* **Brano fornito**:
--- --- ---

Il tutto, in buona sostanza, è per ricordare a chi teme l’estinzione nel prossimo futuro della Radiologia (come disciplina autonoma, intendo) che gli altri a quanto pare non sono messi meglio, che ciascuno vanta competenze stravaganti e che, se si creano spazi vuoti da qualche parte, è facile trovare un solerte specialista di altra branca che li occupi in tutta serenità.

Ma il problema, ovvio, non è questo. Prendendo in prestito la definizione di un noto filosofo contemporaneo, Zygmunt Bauman, teorico della cosiddetta vita liquida, è veramente da minchioni non accorgersi che anche la medicina sta diventando parimenti liquida e che i confini tra le varie specializzazioni, finora ben definiti come steccati elettrificati, si stanno disfacendo molto rapidamente. La verità dei fatti è che la medicina, nel suo complesso, è in fase di viraggio spontaneo nella direzione delle sue origini: averla divisa in compartimenti stagni non ha portato oltre un certo confine di efficacia ed è naturale che ogni singola figura specialistica cerchi di riguadagnare un approccio il più olistico, e quindi più efficace, possibile; e che questo atteggiamento conduca a conflitti di competenze che non possono essere certamente sanati con una lettera sindacale che unisce la bellezza di otto sigle societarie e una sindacale (ma che cavolo se ne fanno, i cardiologi, di otto sigle societarie distinte? I radiologi ne hanno una sola e già fanno fatica a gestirla).

La morale è una sola, ed è triste doverla sottolineare: nel difendere le proprie prerogative, e in ultima analisi mi verrebbe da dire il proprio portafoglio, i medici dimenticano che l’oggetto del loro mestiere è un paziente in carne e ossa a cui poco frega di chi sia ufficialmente deputato all’erogazione dell’esame di cui ha urgentemente bisogno. E dimenticano un’altra verità fondamentale: come mi scrisse il professor Pozzi Mucelli (radiologo) qualche anno fa, a proposito di un mio post mediamente polemico, in medicina le cose finiscono per farle non quelli che ne hanno certificazione formale ma quelli più capaci. Se un cardiologo diventa più bravo del radiologo a studiare le arterie renali con l’eco-color-Doppler bisogna mettersela via e cedere il passo, o ridiventare più bravi di lui. E lo stesso vale, purtroppo, anche per la risonanza magnetica del cuore: anche se lì c’è ancora da discutere per i motivi a cui accennavo in precedenza, cioè che nel corpo umano non esiste solo l’organo bersaglio della propria specializzazione ma anche altre frattaglie parimenti dignitose e possibile bersaglio di malattie varie.

Oppure occorre ragionare in altri termini: cioè riconoscere l’evidenza che la medicina sta diventando liquida, accettare la mescolanza delle sue componenti e sfruttare l’insieme delle competenze per raggiungere un risultato più efficace. E’ anni che lo dico e più vado avanti più mi convinco che si tratti di una evoluzione inevitabile: le specialità tra non molto si ridurranno drasticamente di numero e invece fioriranno le subspecialità, gli orientamenti intradisciplinari. Non vedo insomma un futuro blindato da specialisti in competizione serrata ma squadre di medici orientate verso un distretto, un organo, una patologia, ognuno con il suo bagaglio di competenze specifiche.

--- --- ---

* **Da fare**:
1: Traduci in inglese questa frase del brano sulle specializzazioni mediche: "Se un cardiologo diventa più bravo del radiologo a studiare le arterie renali con l’eco-color-Doppler bisogna mettersela via e cedere il passo, o ridiventare più bravi di lui."
2: Sintetizza in un elenco puntato il paragrafo del brano sulle specializzazioni mediche che comincia con "Oppure occorre ragionare in altri termini", mantenendone i fatti principali.
3: Riproduci senza modifiche la parte del brano sulle specializzazioni mediche che comincia con "Il tutto, in" e termina con "in tutta serenità.".

Voci di dati memorizzate

--- --- ---

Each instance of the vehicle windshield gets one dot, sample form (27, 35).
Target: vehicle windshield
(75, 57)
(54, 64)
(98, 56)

--- --- ---

* **Risposte in ordine**:
1: If a cardiologist becomes better than the radiologist at examining the renal arteries with color Doppler ultrasound, you have to accept it and step aside, or become better than him again.

2:
- Bisogna riconoscere che la medicina sta diventando liquida, accettare la mescolanza delle sue componenti e sfruttare l'insieme delle competenze per un risultato più efficace.
- Chi scrive lo sostiene da anni e considera inevitabile che le specialità si riducano drasticamente di numero, mentre fioriranno le subspecialità e gli orientamenti intradisciplinari.
- Al posto di specialisti in competizione serrata prevede squadre di medici orientate verso un distretto, un organo o una patologia, ciascuno con le proprie competenze specifiche.

3:
Il tutto, in buona sostanza, è per ricordare a chi teme l’estinzione nel prossimo futuro della Radiologia (come disciplina autonoma, intendo) che gli altri a quanto pare non sono messi meglio, che ciascuno vanta competenze stravaganti e che, se si creano spazi vuoti da qualche parte, è facile trovare un solerte specialista di altra branca che li occupi in tutta serenità.